• Exercise instructions:
Arrange the records below as a two-column CSV with the header columns "request" and "answer", one row per request, putting its text and its answer each in a single quoted field with any line breaks replaced by spaces. Cover every record and leave the pictures out.

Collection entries
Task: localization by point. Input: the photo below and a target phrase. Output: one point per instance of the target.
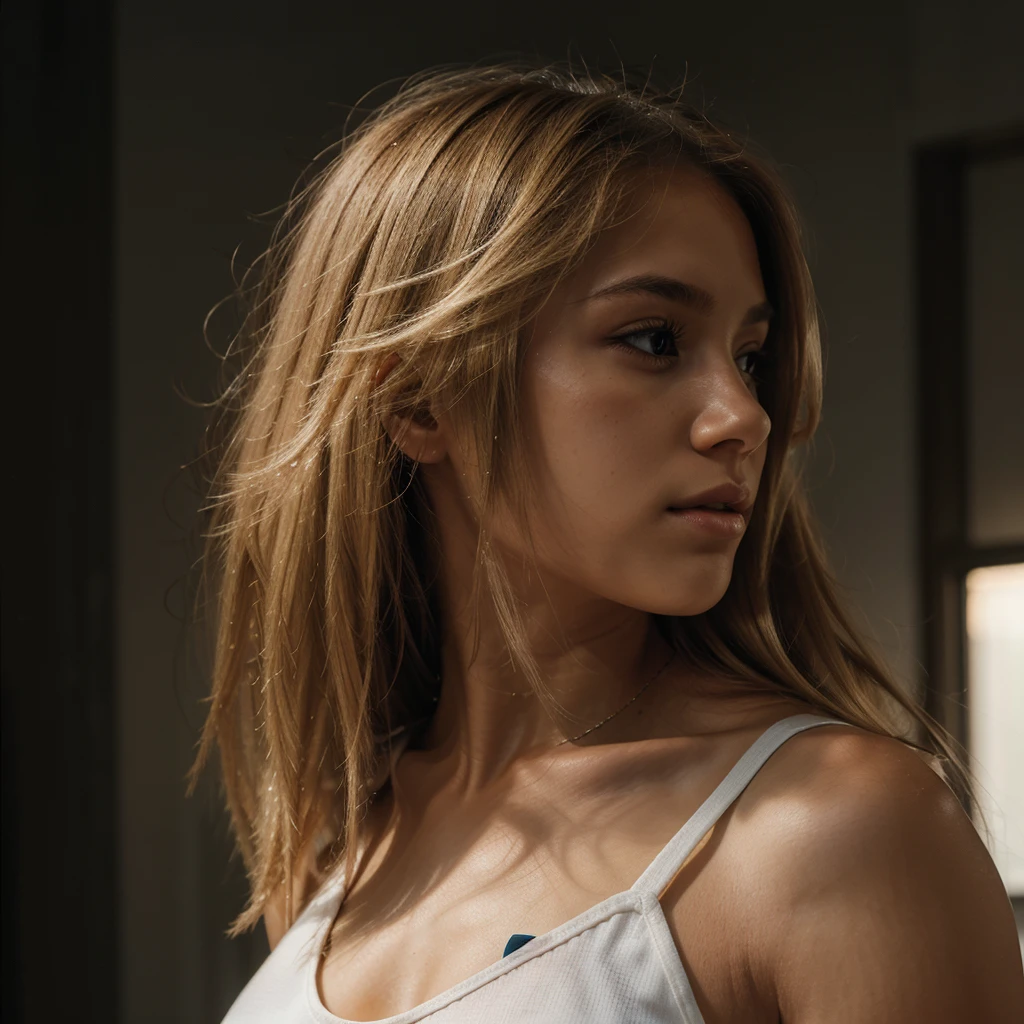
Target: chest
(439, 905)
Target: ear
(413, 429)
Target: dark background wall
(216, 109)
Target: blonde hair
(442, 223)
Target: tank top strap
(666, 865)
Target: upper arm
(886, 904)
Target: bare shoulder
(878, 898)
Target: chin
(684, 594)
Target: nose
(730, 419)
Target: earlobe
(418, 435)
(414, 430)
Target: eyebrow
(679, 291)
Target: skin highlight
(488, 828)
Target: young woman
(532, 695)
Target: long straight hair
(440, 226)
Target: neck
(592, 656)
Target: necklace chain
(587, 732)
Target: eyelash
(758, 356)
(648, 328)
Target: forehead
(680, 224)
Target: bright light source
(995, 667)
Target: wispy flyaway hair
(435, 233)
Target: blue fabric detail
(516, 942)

• Exercise solution:
request,answer
"Task: localization by point. Input: the photo below and a target phrase. Output: one point per instance of the target. Target: chest","(439, 905)"
"Target: ear","(413, 429)"
"Target: dark background wall","(216, 109)"
"Target: blonde hair","(442, 223)"
"Target: tank top strap","(666, 865)"
"Target: upper arm","(886, 904)"
"Target: bare shoulder","(878, 898)"
"Target: chin","(684, 594)"
"Target: nose","(730, 419)"
"Target: earlobe","(418, 435) (414, 430)"
"Target: eyebrow","(679, 291)"
"Target: skin highlight","(488, 828)"
"Target: young woman","(532, 695)"
"Target: long straight hair","(440, 226)"
"Target: neck","(592, 656)"
"Target: necklace chain","(587, 732)"
"Target: eyelash","(758, 356) (648, 328)"
"Target: forehead","(680, 224)"
"Target: bright light source","(995, 667)"
"Target: wispy flyaway hair","(435, 233)"
"Target: blue fabric detail","(516, 942)"